- Supplied data -

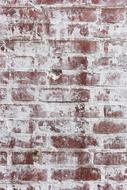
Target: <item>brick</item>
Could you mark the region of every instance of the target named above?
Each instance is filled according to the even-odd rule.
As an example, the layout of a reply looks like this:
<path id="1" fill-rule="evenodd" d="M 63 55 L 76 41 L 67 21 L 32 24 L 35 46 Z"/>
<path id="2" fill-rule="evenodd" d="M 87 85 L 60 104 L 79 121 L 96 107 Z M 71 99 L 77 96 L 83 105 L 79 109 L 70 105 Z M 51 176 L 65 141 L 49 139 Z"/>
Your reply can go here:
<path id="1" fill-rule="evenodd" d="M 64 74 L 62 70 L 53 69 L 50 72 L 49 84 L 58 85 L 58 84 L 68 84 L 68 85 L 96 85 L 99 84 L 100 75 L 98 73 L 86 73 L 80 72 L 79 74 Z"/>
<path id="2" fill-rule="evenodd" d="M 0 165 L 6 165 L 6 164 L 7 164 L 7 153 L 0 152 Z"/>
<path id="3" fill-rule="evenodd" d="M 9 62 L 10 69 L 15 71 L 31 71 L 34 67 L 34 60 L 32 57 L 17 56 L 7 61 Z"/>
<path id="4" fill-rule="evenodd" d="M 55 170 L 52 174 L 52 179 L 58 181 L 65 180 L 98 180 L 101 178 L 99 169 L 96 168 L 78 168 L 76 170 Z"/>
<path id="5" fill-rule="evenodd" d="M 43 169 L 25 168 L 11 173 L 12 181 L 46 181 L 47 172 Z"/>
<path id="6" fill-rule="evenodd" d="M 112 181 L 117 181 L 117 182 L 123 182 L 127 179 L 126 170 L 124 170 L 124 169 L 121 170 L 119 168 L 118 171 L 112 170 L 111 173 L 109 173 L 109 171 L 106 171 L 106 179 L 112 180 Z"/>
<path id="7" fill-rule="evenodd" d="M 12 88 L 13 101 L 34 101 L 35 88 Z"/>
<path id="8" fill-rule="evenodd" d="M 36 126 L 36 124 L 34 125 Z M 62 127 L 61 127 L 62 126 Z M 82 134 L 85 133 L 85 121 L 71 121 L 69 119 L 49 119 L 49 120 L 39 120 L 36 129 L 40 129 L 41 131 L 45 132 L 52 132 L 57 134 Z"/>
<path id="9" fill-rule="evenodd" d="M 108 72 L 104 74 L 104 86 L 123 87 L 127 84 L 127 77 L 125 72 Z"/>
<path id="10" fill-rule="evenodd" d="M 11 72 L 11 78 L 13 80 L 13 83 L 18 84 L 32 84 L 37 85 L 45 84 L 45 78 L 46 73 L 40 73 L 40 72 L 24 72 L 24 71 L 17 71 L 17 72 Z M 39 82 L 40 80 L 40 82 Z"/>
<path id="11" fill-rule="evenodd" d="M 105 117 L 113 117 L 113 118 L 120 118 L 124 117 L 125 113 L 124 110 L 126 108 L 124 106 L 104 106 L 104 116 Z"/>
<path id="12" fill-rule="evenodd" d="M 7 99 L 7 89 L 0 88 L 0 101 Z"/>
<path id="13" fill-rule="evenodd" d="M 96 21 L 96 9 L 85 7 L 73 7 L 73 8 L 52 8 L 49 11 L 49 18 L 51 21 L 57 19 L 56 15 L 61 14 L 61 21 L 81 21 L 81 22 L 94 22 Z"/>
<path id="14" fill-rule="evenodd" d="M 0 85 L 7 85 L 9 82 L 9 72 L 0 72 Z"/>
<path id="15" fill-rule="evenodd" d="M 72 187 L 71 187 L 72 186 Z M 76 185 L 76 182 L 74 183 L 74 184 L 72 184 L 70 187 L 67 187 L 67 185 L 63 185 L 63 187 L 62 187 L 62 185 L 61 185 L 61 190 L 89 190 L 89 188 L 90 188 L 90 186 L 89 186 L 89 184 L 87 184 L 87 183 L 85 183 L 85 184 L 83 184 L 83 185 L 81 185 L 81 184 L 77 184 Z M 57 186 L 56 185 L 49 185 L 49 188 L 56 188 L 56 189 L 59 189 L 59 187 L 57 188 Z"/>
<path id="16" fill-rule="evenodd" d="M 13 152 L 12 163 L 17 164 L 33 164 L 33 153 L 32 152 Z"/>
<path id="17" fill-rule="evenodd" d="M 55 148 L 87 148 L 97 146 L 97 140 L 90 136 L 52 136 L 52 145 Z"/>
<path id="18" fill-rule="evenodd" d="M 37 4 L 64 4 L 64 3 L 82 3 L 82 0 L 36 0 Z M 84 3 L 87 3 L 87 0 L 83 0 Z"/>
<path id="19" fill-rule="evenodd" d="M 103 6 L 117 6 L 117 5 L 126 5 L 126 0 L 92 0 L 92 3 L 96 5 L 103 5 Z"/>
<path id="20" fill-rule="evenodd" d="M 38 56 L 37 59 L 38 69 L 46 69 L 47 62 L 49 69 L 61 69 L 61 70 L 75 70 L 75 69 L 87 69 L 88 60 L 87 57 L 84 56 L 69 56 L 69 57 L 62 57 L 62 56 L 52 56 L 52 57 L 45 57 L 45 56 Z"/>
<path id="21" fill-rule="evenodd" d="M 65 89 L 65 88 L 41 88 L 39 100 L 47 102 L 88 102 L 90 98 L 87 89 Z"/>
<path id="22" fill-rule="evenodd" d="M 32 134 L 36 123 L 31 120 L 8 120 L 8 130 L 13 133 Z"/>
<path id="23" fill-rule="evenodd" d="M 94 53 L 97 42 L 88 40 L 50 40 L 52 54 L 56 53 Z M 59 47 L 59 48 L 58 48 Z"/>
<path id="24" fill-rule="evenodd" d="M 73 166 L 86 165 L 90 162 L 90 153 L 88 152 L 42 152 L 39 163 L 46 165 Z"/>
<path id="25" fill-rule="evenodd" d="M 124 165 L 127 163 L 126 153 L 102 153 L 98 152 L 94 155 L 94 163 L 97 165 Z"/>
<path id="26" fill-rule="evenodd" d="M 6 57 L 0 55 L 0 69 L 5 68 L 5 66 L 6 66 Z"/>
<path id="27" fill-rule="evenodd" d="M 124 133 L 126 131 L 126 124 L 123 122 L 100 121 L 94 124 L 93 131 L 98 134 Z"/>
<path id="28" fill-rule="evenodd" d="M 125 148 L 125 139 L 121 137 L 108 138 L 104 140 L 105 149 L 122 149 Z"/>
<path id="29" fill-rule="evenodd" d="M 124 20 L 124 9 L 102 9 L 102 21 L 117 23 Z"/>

- Do this -
Write out all of the data above line for line without changing anything, and leave out the picture.

- Output -
Target: <item>brick</item>
Could you mark the region of every instance of the target named above?
Each instance is filled according to the even-odd rule.
As an example, the layout of a reply looks like this:
<path id="1" fill-rule="evenodd" d="M 63 55 L 76 41 L 67 21 L 32 24 L 35 46 Z"/>
<path id="2" fill-rule="evenodd" d="M 87 85 L 60 104 L 79 121 L 96 107 Z M 71 99 L 77 96 L 83 105 L 79 109 L 70 105 Z M 51 176 L 65 141 L 49 139 Z"/>
Your reply can go here:
<path id="1" fill-rule="evenodd" d="M 64 74 L 62 70 L 53 69 L 50 72 L 49 84 L 58 85 L 58 84 L 68 84 L 68 85 L 96 85 L 99 84 L 100 75 L 98 73 L 86 73 L 80 72 L 79 74 Z"/>
<path id="2" fill-rule="evenodd" d="M 0 165 L 6 165 L 6 164 L 7 164 L 7 153 L 0 152 Z"/>
<path id="3" fill-rule="evenodd" d="M 9 62 L 10 69 L 15 71 L 31 71 L 34 67 L 34 60 L 32 57 L 17 56 L 7 61 Z"/>
<path id="4" fill-rule="evenodd" d="M 55 170 L 52 174 L 52 179 L 58 181 L 65 180 L 98 180 L 101 178 L 99 169 L 96 168 L 78 168 L 76 170 Z"/>
<path id="5" fill-rule="evenodd" d="M 43 169 L 25 168 L 11 173 L 12 181 L 46 181 L 47 172 Z"/>
<path id="6" fill-rule="evenodd" d="M 112 181 L 117 181 L 117 182 L 123 182 L 127 179 L 126 170 L 124 170 L 124 169 L 121 170 L 119 168 L 118 171 L 112 170 L 111 173 L 109 173 L 109 171 L 106 171 L 106 179 L 112 180 Z"/>
<path id="7" fill-rule="evenodd" d="M 12 88 L 13 101 L 34 101 L 35 88 Z"/>
<path id="8" fill-rule="evenodd" d="M 36 126 L 36 124 L 34 125 Z M 62 127 L 61 127 L 62 126 Z M 82 134 L 85 133 L 85 121 L 71 121 L 69 119 L 49 119 L 49 120 L 39 120 L 36 129 L 40 129 L 41 131 L 45 132 L 52 132 L 57 134 Z"/>
<path id="9" fill-rule="evenodd" d="M 108 72 L 104 74 L 104 86 L 123 87 L 127 84 L 127 77 L 125 72 Z"/>
<path id="10" fill-rule="evenodd" d="M 11 72 L 11 78 L 13 80 L 13 83 L 18 84 L 32 84 L 37 85 L 45 84 L 45 78 L 46 73 L 40 73 L 40 72 L 24 72 L 24 71 L 17 71 L 17 72 Z M 39 82 L 40 80 L 40 82 Z"/>
<path id="11" fill-rule="evenodd" d="M 105 117 L 113 117 L 113 118 L 120 118 L 124 117 L 125 113 L 124 110 L 126 108 L 124 106 L 104 106 L 104 116 Z"/>
<path id="12" fill-rule="evenodd" d="M 7 99 L 7 89 L 0 88 L 0 101 Z"/>
<path id="13" fill-rule="evenodd" d="M 96 21 L 96 9 L 85 7 L 73 7 L 73 8 L 52 8 L 49 11 L 49 18 L 51 21 L 57 19 L 56 15 L 61 14 L 61 21 L 81 21 L 81 22 L 94 22 Z"/>
<path id="14" fill-rule="evenodd" d="M 0 85 L 7 85 L 9 82 L 9 72 L 0 72 Z"/>
<path id="15" fill-rule="evenodd" d="M 72 187 L 71 187 L 72 186 Z M 76 185 L 76 182 L 74 183 L 74 184 L 72 184 L 70 187 L 67 187 L 67 185 L 63 185 L 63 187 L 62 187 L 62 185 L 61 185 L 61 190 L 89 190 L 89 188 L 90 188 L 90 186 L 89 186 L 89 184 L 87 184 L 87 183 L 85 183 L 85 184 L 83 184 L 83 185 L 81 185 L 81 184 L 77 184 Z M 57 186 L 56 185 L 49 185 L 49 188 L 56 188 L 56 189 L 59 189 L 59 187 L 57 188 Z"/>
<path id="16" fill-rule="evenodd" d="M 13 152 L 12 163 L 17 164 L 33 164 L 33 153 L 32 152 Z"/>
<path id="17" fill-rule="evenodd" d="M 55 148 L 87 148 L 97 146 L 97 140 L 90 136 L 52 136 L 52 145 Z"/>
<path id="18" fill-rule="evenodd" d="M 37 4 L 64 4 L 64 3 L 82 3 L 82 0 L 36 0 Z M 84 3 L 87 3 L 87 0 L 83 0 Z"/>
<path id="19" fill-rule="evenodd" d="M 103 6 L 117 6 L 117 5 L 126 5 L 126 0 L 92 0 L 92 3 L 96 5 L 103 5 Z"/>
<path id="20" fill-rule="evenodd" d="M 38 56 L 37 59 L 38 69 L 46 69 L 47 62 L 49 69 L 61 69 L 61 70 L 75 70 L 75 69 L 87 69 L 88 60 L 87 57 L 84 56 L 69 56 L 69 57 L 62 57 L 62 56 L 52 56 L 52 57 L 45 57 L 45 56 Z"/>
<path id="21" fill-rule="evenodd" d="M 65 89 L 65 88 L 41 88 L 39 100 L 47 102 L 88 102 L 90 98 L 87 89 Z"/>
<path id="22" fill-rule="evenodd" d="M 32 134 L 36 123 L 31 120 L 8 120 L 8 130 L 13 133 Z"/>
<path id="23" fill-rule="evenodd" d="M 94 53 L 97 42 L 88 40 L 50 40 L 52 54 L 56 53 Z M 59 47 L 59 48 L 58 48 Z"/>
<path id="24" fill-rule="evenodd" d="M 73 166 L 86 165 L 90 162 L 90 153 L 88 152 L 42 152 L 39 163 L 46 165 Z"/>
<path id="25" fill-rule="evenodd" d="M 124 165 L 127 163 L 126 153 L 102 153 L 98 152 L 94 155 L 94 163 L 97 165 Z"/>
<path id="26" fill-rule="evenodd" d="M 6 57 L 0 55 L 0 69 L 5 68 L 5 66 L 6 66 Z"/>
<path id="27" fill-rule="evenodd" d="M 124 133 L 126 131 L 126 124 L 123 122 L 100 121 L 94 124 L 93 131 L 98 134 Z"/>
<path id="28" fill-rule="evenodd" d="M 125 148 L 125 139 L 121 137 L 108 138 L 104 140 L 105 149 L 122 149 Z"/>
<path id="29" fill-rule="evenodd" d="M 124 20 L 124 9 L 102 9 L 102 21 L 117 23 Z"/>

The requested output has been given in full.